## Your objective
Each line holding the word "When" must appear in the answer, copied from the entries.

#### Material for this task

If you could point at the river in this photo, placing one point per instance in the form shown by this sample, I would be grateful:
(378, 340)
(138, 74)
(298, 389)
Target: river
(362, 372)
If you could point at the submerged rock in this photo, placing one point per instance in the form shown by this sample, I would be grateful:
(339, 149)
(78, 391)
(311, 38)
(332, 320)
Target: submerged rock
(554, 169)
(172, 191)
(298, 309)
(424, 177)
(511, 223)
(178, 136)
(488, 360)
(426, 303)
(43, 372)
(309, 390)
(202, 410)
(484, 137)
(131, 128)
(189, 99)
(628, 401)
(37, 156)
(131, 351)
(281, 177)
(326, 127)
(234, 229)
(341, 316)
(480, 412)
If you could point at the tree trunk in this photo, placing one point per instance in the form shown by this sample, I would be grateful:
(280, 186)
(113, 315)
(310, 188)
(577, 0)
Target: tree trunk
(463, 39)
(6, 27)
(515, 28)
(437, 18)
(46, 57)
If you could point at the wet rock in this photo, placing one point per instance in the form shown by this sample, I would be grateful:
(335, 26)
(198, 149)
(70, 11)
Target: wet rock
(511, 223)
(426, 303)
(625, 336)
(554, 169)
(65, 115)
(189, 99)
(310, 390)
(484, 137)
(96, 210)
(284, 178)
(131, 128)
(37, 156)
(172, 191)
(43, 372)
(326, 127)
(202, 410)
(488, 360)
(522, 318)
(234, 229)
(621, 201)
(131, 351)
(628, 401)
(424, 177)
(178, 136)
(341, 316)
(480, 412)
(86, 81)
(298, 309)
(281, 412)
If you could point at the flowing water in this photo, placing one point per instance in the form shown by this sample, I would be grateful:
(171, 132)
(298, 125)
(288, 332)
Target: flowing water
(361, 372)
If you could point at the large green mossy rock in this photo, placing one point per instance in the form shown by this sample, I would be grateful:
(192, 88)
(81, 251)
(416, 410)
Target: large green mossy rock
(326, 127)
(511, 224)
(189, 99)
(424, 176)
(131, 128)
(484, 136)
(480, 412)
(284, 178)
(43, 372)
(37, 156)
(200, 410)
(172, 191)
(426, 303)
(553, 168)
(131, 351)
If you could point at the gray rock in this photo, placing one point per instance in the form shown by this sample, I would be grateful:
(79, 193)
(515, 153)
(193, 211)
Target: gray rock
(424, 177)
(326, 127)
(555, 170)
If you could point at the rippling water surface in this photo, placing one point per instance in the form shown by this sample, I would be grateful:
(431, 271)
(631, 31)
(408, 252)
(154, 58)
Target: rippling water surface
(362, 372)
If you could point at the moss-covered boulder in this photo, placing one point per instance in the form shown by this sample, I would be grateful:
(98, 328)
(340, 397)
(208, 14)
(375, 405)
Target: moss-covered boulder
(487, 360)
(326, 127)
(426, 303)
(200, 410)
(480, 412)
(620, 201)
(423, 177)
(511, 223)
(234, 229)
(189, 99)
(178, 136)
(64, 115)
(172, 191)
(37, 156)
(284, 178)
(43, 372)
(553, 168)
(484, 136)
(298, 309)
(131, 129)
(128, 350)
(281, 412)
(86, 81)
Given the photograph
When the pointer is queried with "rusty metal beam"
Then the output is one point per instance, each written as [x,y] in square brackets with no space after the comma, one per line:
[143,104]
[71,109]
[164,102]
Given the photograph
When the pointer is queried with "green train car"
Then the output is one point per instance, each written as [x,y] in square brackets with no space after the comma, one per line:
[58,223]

########

## Expected answer
When the pointer is queried with "rusty metal beam"
When the pointer is queried with "green train car"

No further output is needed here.